--- BEGIN Quoted text ---
7 min read · Reviewed by the editorial team · Last reviewed June 2026

Getting mortgage clients as a new agent is the question everyone asks and nobody answers honestly. The truth: most agents build their early book through a handful of realtor relationships, a warm sphere of influence they systematically work, and a CRM they actually use — not some magic channel. The second truth: picking the right brokerage compresses your ramp-up significantly, because brokerage-provided leads and marketing support mean you're not starting from zero. Here's a practical playbook for 2026.

The short answer

New mortgage agents get clients through realtor partnerships, their own personal network, an online presence with real reviews, and consistent follow-up in a CRM. The fastest path is combining those organic efforts with leads and co-marketing support from your brokerage, so you're generating volume while your reputation is still being built. It takes discipline and patience — most agents fund their first deal within 60–90 days of getting serious about one or two of these channels.

Realtor relationships: the highest-leverage channel

A single active realtor who trusts you can refer 10–20 clients a year. That's why building realtor relationships is the single highest-ROI activity for most new mortgage agents in Canada.
--- END Quoted text ---
# Problem details:
Reproduce the passage of the mortgage-clients article starting at "New mortgage agents get" and ending at "of these channels.". The listing that follows the text comes from a separate source.
--- BEGIN Dataset records ---
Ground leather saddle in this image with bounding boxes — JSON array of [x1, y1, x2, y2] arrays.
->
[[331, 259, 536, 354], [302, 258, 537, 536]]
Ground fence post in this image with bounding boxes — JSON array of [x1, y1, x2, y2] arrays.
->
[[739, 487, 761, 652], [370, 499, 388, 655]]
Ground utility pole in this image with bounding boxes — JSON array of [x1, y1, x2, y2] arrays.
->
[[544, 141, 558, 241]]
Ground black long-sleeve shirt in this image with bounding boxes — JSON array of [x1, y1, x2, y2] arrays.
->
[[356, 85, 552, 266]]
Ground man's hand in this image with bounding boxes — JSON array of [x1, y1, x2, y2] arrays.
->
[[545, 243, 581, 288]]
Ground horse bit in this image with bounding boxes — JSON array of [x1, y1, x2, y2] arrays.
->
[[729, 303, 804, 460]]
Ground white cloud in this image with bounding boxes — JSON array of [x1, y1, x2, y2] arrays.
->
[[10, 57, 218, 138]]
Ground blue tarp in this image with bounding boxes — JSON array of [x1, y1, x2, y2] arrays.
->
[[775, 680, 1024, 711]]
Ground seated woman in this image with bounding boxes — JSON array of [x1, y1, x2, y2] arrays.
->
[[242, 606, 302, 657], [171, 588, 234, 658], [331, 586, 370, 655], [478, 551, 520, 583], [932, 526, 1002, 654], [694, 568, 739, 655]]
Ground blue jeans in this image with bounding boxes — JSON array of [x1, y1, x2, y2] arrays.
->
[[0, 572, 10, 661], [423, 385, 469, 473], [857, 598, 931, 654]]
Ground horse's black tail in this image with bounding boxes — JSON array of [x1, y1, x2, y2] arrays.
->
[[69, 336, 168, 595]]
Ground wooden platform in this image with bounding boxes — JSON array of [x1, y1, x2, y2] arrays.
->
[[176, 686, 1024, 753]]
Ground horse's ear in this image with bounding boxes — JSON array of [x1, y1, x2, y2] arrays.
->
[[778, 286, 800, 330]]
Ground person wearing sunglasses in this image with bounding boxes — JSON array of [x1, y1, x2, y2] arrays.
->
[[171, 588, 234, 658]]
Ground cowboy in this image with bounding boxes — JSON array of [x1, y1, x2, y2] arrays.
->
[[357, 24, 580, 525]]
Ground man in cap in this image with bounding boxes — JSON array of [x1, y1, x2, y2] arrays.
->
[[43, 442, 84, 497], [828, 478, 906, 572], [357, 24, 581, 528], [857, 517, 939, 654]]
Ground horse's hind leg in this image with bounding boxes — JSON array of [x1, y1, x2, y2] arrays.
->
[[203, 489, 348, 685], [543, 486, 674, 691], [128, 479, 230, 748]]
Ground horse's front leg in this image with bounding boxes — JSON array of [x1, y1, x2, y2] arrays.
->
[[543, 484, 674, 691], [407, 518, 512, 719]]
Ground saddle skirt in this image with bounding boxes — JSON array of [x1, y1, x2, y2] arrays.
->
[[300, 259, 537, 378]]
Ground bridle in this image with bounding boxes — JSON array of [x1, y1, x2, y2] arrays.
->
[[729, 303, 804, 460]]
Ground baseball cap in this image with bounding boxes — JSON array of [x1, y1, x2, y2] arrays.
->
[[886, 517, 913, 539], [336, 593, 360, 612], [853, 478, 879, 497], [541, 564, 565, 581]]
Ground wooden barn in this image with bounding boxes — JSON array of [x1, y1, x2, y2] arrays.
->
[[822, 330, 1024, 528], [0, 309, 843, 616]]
--- END Dataset records ---
# Solution for this task:
New mortgage agents get clients through realtor partnerships, their own personal network, an online presence with real reviews, and consistent follow-up in a CRM. The fastest path is combining those organic efforts with leads and co-marketing support from your brokerage, so you're generating volume while your reputation is still being built. It takes discipline and patience — most agents fund their first deal within 60–90 days of getting serious about one or two of these channels.